Shape boundary entries
☆ ☆ ☆ ☆

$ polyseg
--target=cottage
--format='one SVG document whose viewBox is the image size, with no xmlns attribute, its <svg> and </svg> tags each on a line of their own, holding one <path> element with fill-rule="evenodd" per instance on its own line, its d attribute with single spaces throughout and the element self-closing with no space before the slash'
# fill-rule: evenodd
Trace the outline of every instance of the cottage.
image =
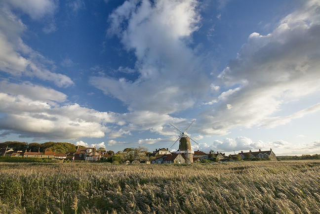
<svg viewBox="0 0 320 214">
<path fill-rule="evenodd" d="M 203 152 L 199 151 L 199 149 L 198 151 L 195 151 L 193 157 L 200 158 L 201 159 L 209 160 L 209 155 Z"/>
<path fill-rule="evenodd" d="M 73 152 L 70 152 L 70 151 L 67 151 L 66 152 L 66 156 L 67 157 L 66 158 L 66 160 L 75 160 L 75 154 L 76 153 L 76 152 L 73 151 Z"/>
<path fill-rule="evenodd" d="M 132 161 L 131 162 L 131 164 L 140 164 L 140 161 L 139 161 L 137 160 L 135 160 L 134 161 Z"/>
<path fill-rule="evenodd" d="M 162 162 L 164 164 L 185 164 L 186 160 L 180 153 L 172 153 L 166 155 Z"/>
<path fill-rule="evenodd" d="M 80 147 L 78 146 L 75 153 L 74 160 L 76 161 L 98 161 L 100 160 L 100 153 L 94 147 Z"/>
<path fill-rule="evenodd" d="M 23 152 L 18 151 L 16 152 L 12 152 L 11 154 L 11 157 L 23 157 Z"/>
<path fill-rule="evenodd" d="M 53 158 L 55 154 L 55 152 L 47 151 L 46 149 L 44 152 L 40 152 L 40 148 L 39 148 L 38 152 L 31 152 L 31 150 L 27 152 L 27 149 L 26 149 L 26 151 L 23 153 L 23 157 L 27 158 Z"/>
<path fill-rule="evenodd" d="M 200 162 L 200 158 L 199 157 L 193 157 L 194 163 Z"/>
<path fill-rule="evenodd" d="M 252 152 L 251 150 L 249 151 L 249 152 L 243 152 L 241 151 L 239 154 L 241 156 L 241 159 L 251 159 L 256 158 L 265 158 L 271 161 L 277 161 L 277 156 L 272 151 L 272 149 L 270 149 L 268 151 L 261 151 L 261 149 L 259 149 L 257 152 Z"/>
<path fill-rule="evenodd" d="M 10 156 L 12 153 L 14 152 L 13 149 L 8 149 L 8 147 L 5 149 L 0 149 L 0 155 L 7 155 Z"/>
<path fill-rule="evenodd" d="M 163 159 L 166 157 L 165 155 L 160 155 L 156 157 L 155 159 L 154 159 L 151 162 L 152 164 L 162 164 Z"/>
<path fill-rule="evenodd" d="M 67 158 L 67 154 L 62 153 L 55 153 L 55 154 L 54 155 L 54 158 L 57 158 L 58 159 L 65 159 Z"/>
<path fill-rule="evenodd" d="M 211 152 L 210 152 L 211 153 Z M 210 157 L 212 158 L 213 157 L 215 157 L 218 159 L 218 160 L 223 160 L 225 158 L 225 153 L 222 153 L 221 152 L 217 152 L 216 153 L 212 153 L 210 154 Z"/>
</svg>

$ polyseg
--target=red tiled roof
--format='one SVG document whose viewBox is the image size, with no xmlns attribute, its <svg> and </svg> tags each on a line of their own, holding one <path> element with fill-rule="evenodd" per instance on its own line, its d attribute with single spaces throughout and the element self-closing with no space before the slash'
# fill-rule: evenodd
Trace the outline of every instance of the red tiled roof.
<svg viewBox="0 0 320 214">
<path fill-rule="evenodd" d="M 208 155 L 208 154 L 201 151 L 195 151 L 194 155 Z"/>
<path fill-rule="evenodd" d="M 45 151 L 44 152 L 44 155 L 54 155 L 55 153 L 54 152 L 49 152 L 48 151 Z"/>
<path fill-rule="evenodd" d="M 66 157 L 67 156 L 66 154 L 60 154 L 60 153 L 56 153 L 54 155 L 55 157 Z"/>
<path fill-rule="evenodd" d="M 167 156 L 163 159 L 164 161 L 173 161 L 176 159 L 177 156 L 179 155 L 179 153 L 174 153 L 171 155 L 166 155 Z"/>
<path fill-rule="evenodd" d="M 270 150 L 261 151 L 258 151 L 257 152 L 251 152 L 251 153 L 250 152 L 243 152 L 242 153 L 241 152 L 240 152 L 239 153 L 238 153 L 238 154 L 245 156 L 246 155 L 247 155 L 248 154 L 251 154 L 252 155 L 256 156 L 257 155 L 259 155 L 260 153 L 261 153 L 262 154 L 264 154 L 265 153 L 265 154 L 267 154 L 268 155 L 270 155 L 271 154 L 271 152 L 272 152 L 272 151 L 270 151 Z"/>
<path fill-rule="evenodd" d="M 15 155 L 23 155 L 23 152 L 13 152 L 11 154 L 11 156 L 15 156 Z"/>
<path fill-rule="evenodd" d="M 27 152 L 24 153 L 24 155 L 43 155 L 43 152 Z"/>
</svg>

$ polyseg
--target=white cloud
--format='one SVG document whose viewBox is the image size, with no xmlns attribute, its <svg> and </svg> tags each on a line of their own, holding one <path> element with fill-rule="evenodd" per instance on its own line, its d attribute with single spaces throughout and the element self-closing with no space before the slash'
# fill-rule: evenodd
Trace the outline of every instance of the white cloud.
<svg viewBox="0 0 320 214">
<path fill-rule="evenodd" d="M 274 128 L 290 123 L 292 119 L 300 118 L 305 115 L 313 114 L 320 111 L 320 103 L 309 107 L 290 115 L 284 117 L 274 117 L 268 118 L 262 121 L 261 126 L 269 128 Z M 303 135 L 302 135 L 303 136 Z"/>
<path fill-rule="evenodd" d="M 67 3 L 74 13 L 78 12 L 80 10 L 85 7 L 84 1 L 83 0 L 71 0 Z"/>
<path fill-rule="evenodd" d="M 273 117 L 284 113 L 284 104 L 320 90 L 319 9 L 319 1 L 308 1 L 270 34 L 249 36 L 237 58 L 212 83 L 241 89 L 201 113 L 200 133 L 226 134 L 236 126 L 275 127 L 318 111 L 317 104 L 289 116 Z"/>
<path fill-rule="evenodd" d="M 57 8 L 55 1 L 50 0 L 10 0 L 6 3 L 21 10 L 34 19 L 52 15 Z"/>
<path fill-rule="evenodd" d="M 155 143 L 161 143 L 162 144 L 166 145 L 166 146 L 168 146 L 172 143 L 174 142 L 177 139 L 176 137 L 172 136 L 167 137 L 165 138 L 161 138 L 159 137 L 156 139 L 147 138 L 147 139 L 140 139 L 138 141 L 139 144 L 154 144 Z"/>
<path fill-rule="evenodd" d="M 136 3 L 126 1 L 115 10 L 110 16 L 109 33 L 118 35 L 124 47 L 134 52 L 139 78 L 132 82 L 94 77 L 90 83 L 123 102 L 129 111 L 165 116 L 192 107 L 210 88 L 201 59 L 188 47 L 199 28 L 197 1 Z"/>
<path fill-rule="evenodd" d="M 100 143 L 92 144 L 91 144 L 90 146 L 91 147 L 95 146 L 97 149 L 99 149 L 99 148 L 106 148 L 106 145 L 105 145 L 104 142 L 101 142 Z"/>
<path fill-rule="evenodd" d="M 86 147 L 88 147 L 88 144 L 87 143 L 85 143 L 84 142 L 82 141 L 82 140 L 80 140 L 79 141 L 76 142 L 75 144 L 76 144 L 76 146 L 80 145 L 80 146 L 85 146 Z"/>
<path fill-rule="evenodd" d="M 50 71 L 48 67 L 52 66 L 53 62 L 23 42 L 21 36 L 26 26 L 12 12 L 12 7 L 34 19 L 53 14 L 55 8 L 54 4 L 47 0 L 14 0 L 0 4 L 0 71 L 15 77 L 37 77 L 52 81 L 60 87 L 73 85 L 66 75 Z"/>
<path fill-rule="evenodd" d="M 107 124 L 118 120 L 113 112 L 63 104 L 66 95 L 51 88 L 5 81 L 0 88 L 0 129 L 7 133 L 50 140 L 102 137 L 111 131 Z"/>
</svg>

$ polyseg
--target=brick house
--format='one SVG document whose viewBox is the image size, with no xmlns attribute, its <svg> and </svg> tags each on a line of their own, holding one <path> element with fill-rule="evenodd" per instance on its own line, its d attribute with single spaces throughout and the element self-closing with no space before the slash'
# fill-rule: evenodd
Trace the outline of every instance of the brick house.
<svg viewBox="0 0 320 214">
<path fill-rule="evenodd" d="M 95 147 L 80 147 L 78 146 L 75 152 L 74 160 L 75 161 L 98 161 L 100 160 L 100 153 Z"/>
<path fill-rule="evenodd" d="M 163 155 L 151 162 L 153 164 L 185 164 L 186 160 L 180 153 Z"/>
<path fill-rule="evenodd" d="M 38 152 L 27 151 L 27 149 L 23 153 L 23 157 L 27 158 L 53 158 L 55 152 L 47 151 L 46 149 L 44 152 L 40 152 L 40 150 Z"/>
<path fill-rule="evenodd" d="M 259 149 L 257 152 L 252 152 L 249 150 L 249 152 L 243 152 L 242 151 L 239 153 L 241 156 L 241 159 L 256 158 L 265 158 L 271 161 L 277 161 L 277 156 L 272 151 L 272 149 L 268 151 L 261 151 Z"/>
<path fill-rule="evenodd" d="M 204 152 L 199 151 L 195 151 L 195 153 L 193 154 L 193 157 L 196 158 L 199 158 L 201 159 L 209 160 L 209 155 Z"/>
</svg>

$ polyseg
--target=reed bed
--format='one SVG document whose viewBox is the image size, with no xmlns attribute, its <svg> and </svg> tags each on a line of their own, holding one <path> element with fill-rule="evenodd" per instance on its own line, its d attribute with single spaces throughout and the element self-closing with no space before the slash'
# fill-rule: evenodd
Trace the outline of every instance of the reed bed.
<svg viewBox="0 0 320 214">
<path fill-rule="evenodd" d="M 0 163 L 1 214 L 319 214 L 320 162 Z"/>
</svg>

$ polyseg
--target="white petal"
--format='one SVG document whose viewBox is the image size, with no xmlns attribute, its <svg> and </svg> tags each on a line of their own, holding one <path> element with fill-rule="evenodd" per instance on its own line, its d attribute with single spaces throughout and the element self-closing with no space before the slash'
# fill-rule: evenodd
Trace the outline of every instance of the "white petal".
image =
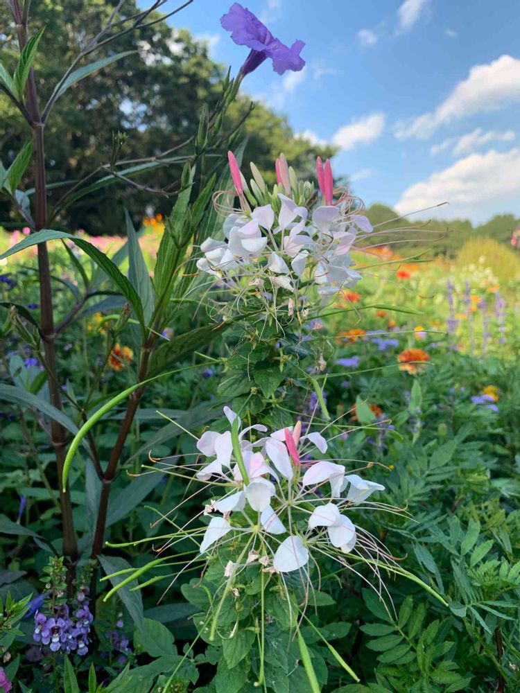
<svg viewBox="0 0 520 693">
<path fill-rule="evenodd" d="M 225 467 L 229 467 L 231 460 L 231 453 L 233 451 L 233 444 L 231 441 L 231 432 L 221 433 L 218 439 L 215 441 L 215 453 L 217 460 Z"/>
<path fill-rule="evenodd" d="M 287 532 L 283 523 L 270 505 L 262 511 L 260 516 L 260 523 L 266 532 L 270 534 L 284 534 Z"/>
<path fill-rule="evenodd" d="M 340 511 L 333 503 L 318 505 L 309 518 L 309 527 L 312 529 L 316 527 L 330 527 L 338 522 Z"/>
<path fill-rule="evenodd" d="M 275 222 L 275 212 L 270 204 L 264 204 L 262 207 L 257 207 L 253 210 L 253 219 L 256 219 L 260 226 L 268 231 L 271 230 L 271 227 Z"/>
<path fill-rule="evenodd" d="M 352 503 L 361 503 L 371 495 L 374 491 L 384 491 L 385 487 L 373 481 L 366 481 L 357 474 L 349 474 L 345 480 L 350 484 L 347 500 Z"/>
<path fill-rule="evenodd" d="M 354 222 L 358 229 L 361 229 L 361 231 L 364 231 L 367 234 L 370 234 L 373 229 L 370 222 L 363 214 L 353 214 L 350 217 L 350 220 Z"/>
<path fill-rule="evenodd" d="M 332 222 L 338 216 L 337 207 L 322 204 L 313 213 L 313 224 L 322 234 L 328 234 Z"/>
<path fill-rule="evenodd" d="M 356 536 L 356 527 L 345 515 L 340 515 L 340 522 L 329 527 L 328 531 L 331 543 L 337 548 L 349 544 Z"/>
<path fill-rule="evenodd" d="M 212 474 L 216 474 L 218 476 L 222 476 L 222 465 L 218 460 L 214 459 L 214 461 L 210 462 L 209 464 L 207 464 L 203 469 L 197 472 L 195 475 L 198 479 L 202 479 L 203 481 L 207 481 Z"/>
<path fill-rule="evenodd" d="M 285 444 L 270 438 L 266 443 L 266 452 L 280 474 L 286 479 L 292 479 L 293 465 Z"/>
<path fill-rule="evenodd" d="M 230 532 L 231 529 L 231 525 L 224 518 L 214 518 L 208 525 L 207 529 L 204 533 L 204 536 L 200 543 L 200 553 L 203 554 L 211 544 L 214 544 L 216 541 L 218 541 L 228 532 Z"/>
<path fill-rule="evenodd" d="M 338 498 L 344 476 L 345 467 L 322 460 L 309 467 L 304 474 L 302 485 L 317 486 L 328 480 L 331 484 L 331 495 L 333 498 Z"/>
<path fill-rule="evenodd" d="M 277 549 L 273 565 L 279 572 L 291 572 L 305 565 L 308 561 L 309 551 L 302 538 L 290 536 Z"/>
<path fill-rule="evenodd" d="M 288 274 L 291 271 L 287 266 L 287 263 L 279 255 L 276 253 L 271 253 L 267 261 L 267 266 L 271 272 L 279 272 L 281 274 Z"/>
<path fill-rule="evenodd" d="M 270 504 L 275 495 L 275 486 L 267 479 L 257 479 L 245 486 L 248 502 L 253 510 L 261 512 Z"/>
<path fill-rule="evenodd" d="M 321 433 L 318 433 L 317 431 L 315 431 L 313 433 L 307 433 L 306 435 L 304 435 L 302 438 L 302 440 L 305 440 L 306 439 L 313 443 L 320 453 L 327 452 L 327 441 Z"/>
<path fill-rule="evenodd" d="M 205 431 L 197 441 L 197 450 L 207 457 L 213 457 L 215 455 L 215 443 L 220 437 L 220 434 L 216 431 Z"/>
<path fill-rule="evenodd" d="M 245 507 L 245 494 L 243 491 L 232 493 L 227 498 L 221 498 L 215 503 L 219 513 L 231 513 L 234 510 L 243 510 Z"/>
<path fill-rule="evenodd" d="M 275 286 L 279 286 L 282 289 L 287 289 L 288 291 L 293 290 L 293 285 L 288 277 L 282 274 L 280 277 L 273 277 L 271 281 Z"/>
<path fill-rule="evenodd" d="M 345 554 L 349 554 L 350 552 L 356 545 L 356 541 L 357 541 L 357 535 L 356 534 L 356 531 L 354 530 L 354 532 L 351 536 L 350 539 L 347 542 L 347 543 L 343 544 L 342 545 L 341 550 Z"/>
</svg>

☆ ☆ ☆ ☆

§ WHAT THE TASK REQUIRES: Return the records verbatim, covering the stretch from the start of the records through the line containing "203 152 L 199", both ends included. Leave the pictures out of your answer.

§ EXERCISE ANSWER:
$ polyseg
--target=cottage
--format='one SVG document whose viewBox is the image size, with no xmlns attribute, its <svg> and </svg> tags each on a line of their own, holding one <path> element with fill-rule="evenodd" per instance on its own line, its d attribute with single spaces throughout and the element self-closing with no space before the slash'
# fill-rule: evenodd
Trace the outline of every instance of the cottage.
image =
<svg viewBox="0 0 320 214">
<path fill-rule="evenodd" d="M 203 152 L 199 151 L 199 149 L 198 151 L 195 151 L 193 157 L 200 158 L 201 159 L 209 160 L 209 155 Z"/>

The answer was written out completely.